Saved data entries

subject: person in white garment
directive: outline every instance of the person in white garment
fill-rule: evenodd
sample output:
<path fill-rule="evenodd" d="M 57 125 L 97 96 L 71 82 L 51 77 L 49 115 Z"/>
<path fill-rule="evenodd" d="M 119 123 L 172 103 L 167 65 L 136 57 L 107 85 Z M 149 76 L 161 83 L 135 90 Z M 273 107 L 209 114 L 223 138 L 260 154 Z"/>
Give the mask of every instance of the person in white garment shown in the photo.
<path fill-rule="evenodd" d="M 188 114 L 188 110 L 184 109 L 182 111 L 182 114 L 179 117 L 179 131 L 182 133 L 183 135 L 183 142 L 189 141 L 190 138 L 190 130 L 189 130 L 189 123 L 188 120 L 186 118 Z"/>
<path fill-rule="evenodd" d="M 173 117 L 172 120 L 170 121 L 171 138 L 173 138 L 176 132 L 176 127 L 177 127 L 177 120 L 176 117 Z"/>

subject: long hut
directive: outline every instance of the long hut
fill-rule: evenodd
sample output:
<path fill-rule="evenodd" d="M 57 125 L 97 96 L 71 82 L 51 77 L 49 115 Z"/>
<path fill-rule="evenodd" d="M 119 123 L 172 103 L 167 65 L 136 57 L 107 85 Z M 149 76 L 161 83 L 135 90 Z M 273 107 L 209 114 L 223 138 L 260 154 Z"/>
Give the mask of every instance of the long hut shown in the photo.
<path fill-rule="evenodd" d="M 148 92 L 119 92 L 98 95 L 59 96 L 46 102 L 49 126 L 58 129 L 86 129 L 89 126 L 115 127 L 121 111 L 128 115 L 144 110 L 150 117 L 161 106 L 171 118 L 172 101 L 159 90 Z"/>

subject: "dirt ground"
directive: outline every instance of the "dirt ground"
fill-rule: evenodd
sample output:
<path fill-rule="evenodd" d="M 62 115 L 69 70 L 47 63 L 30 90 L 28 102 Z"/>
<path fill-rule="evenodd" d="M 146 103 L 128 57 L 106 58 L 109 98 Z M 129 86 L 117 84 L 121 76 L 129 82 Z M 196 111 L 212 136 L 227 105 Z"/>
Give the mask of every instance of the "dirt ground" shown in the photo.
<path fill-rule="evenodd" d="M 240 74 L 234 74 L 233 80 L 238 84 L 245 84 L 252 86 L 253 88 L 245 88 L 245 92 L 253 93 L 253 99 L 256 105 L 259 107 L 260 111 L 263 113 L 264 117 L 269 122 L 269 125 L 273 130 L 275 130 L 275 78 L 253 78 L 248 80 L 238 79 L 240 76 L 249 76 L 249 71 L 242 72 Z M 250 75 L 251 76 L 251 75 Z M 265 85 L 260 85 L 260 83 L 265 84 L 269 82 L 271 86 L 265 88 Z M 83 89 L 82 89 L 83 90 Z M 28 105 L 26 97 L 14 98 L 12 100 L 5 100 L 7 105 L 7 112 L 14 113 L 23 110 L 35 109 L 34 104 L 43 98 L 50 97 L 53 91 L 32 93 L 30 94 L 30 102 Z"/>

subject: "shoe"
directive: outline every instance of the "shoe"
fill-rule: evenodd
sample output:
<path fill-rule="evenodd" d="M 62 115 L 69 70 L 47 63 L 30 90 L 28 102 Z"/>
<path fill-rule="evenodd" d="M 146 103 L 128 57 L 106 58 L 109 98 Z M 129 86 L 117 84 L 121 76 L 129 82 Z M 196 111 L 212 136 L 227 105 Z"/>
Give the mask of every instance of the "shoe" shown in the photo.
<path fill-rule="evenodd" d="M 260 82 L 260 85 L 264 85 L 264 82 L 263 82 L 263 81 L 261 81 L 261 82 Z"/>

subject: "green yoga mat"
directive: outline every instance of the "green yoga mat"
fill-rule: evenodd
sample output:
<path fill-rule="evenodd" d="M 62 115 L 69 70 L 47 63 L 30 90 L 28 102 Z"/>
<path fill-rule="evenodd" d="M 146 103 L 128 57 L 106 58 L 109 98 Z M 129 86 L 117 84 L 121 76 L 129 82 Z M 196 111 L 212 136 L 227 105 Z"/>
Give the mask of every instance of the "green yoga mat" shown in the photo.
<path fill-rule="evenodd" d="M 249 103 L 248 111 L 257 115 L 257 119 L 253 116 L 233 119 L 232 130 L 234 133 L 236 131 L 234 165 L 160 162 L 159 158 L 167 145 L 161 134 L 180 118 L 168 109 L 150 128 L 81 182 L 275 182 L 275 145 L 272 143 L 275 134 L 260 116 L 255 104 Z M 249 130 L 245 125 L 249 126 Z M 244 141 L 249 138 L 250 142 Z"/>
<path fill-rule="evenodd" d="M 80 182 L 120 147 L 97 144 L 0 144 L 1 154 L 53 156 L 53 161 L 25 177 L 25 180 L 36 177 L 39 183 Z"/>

* _TASK BRIEF_
Find, please, how many lines in the data include the word "subject", and put down that number only.

* _REPLY TO THE TASK_
5